> _Text segment_
========================

Clyne Castle is a Grade II*-listed building situated on a hill overlooking Swansea Bay, adjacent to the Clyne valley, near Blackpill, Swansea. Originally built in 1791 by a wealthy landowner it passed into the hands of the Vivian family and saw many distinguished guests over the years. Acquired by Swansea University in the 1950s, it was used as student accommodation. It has since become a block of apartments.

==History==
Clyne Castle was originally built in 1791 by Richard Phillips, a wealthy Carmarthenshire landowner. The Castle was subsequently remodelled by later owners, and was for many years in the possession of the Vivian family. While they lived in the castle, the eminent guests that visited them are thought to include Queen Victoria, Winston Churchill and King Edward VIII. William Graham Vivian planted the landscaped gardens in the 1860s.

==Later uses==
Swansea University used the Castle as a hall of residence (Neuadd Gilbertson) after it acquired the building in the 1950s. The University built two accommodation blocks, and, later, a women's hall (Neuadd Martin), with exceptionally fine sea views, on the hill behind the castle. The two halls, which were linked by external steps, shared some functions.

The City of Swansea acquired the mature park of the Castle, now called Clyne Gardens (Gerddi Clun), which has views over the bay. The historic landscape area of Clyne Castle is a Registered Historic Park.

In 2003, the university decided to sell the halls and to build more accommodation on the main university campus instead. The current use of the refurbished castle is as a block of one- and two-bedroom apartments. The grounds are protected by wrought iron gates and residents have use of the lawned gardens.

The student accommodation blocks and the women's hall were demolished and were replaced in 2006 by new housing.

========================

> _Information supplied_

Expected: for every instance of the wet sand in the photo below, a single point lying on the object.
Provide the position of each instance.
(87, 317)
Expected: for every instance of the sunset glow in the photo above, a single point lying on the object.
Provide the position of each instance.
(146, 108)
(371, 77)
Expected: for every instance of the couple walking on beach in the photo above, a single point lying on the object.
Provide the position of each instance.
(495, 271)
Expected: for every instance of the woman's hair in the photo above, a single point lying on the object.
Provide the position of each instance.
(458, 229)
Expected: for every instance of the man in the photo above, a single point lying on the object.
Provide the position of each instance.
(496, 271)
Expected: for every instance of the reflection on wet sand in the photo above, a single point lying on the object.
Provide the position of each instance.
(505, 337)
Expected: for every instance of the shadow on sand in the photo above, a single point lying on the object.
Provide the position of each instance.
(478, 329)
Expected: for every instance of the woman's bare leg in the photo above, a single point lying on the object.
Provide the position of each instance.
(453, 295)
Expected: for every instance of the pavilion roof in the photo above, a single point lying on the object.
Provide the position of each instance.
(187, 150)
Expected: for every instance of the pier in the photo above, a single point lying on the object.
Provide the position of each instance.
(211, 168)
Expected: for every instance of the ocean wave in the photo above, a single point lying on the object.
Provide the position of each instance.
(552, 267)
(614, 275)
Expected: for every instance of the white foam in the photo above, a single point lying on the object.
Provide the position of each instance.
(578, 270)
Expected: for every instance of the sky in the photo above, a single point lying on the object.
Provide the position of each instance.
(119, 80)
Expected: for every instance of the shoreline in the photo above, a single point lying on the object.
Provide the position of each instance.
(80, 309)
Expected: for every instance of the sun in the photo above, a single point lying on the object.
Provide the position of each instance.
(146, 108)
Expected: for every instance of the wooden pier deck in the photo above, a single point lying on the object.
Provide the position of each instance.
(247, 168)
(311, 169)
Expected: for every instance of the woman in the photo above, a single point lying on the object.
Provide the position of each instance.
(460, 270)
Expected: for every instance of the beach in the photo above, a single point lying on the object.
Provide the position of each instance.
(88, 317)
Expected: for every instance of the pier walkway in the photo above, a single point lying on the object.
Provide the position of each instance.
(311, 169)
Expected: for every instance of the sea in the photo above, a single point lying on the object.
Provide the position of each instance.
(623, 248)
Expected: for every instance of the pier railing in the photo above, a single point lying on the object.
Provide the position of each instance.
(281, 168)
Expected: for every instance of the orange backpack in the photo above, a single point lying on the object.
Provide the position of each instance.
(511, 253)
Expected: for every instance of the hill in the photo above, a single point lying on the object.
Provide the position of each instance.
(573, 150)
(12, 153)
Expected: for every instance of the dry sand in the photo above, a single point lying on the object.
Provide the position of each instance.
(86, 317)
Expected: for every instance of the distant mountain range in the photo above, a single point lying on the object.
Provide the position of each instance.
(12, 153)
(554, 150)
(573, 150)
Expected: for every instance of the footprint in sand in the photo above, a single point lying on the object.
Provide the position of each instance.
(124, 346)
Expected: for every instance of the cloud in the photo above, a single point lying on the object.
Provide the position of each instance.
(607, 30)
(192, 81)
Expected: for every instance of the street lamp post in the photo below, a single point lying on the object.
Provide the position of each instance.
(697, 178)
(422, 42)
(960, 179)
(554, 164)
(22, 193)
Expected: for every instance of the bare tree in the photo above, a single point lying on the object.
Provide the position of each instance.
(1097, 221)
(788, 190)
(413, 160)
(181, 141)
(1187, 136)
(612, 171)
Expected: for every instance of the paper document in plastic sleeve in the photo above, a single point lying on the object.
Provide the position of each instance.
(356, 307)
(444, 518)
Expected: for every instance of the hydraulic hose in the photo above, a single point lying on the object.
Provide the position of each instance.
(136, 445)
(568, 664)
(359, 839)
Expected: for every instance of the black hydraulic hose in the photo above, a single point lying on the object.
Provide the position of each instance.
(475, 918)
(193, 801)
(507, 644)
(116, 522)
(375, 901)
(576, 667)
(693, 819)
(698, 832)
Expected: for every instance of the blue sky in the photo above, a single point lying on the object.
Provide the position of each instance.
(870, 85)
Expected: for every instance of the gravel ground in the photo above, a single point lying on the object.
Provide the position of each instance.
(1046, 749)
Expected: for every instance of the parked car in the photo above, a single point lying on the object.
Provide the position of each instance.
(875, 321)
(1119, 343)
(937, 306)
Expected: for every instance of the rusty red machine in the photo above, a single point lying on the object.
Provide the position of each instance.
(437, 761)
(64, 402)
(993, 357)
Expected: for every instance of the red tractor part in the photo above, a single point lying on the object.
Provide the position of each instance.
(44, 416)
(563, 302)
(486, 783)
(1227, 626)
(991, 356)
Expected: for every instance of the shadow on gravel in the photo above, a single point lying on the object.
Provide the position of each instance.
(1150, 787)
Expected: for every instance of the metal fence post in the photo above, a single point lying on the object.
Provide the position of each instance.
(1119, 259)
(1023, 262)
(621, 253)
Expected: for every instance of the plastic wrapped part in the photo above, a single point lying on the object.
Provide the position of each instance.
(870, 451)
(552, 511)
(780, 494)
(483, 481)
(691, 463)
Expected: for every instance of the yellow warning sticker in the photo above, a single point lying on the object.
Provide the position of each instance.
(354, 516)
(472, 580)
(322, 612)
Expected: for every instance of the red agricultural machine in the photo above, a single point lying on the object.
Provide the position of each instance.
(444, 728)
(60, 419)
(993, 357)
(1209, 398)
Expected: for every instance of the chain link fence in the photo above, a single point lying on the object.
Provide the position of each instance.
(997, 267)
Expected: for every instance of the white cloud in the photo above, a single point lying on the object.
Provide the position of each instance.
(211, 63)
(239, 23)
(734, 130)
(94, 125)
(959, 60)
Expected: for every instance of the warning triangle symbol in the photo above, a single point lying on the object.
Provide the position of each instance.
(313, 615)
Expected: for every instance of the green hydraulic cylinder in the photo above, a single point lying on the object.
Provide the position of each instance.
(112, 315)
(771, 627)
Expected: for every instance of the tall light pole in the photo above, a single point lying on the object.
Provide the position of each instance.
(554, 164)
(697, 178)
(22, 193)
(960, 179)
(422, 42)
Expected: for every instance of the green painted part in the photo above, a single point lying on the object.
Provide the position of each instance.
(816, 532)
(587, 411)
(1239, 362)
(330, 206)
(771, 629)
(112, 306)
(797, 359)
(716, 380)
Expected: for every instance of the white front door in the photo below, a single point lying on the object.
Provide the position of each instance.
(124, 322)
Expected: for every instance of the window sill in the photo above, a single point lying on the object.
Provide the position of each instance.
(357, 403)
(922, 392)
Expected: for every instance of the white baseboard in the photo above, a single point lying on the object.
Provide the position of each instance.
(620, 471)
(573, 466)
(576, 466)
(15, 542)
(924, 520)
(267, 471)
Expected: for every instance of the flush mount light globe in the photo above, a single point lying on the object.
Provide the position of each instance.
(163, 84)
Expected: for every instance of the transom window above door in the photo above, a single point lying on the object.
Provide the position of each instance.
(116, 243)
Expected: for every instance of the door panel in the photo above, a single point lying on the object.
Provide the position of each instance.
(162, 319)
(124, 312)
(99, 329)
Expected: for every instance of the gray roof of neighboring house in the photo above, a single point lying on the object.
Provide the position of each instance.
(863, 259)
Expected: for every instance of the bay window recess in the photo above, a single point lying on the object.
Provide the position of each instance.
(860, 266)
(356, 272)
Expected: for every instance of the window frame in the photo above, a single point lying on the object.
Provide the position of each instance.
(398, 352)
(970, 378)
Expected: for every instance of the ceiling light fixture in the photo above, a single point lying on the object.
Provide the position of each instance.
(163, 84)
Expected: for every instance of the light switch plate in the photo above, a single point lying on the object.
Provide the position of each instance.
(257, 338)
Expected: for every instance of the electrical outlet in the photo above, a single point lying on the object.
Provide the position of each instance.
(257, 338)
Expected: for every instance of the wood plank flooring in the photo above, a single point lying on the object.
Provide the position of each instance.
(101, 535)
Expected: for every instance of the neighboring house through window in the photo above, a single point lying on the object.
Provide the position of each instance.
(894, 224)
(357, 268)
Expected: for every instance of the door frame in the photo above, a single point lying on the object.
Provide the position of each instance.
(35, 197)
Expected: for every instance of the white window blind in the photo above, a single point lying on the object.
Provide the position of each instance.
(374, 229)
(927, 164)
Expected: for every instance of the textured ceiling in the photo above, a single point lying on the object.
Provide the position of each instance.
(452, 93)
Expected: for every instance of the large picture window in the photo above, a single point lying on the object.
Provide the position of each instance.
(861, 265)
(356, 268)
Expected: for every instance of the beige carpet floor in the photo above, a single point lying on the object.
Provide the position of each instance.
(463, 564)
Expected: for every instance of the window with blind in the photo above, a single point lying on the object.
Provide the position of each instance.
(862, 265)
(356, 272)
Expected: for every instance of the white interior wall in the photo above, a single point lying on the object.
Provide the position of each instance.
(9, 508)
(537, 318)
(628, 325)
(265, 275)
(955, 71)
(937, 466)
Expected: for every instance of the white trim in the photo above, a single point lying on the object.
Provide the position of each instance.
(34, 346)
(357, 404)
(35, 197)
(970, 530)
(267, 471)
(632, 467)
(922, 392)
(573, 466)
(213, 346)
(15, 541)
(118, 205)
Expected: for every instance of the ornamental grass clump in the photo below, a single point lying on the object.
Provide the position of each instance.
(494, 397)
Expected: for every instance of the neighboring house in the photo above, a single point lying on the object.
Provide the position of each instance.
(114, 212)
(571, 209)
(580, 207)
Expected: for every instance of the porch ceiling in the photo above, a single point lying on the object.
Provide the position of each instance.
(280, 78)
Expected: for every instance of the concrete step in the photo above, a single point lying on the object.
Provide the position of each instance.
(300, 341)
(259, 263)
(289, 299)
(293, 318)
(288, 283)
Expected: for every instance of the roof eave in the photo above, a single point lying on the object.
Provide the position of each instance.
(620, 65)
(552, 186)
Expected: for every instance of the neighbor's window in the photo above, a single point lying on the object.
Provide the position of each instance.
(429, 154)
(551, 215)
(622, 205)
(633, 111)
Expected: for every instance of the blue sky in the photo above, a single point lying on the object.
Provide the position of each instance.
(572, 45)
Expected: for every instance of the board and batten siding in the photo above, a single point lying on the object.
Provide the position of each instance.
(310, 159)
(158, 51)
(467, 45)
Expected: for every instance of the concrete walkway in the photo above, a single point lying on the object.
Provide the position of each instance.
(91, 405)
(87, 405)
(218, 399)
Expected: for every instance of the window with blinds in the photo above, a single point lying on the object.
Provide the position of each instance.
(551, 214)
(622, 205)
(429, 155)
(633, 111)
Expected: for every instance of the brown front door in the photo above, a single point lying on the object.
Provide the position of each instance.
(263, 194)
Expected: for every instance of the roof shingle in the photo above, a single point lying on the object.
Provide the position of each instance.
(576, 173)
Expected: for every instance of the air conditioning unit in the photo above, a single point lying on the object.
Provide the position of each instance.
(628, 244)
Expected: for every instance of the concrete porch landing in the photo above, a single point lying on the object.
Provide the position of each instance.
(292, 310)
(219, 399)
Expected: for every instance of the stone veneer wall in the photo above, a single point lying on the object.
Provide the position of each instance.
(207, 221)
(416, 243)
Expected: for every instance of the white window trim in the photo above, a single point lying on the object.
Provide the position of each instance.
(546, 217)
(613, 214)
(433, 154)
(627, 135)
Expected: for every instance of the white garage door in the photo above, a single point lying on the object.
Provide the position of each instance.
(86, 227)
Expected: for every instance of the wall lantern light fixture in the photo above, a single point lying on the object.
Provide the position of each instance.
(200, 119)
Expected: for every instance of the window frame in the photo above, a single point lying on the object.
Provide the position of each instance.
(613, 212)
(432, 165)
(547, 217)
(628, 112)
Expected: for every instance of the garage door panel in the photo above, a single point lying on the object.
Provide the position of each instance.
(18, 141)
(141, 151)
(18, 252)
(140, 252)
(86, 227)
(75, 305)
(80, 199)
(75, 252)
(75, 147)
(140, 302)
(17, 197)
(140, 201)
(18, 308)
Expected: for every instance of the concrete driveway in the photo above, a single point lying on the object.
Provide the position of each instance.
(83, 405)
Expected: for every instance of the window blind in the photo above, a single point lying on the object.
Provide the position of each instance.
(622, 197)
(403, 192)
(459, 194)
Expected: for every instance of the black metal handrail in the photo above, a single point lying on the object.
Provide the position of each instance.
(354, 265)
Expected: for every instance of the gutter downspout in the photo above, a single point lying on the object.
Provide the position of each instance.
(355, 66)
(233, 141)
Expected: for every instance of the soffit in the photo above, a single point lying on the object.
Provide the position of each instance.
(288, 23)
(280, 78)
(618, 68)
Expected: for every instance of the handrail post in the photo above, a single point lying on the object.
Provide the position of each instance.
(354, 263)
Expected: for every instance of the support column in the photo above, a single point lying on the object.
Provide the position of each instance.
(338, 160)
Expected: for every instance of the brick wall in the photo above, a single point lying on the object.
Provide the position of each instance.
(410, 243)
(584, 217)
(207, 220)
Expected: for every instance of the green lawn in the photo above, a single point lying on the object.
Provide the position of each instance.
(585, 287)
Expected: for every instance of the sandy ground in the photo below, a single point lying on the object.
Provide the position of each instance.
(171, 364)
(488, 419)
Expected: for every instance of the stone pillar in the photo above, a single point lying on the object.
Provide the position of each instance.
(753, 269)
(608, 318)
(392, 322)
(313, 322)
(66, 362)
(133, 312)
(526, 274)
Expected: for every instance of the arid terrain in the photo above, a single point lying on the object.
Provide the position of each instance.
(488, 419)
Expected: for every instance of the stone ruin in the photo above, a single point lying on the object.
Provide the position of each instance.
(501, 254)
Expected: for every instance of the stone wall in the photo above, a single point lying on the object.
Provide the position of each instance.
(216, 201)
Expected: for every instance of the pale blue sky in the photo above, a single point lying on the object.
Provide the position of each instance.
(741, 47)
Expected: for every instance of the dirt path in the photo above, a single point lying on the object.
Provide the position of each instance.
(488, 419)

========================

Copy the Clyne Castle text from "Clyne Castle is a Grade" up to and including "block of apartments.", putting "flats" in place of "apartments".

> _Reply_
Clyne Castle is a Grade II*-listed building situated on a hill overlooking Swansea Bay, adjacent to the Clyne valley, near Blackpill, Swansea. Originally built in 1791 by a wealthy landowner it passed into the hands of the Vivian family and saw many distinguished guests over the years. Acquired by Swansea University in the 1950s, it was used as student accommodation. It has since become a block of flats.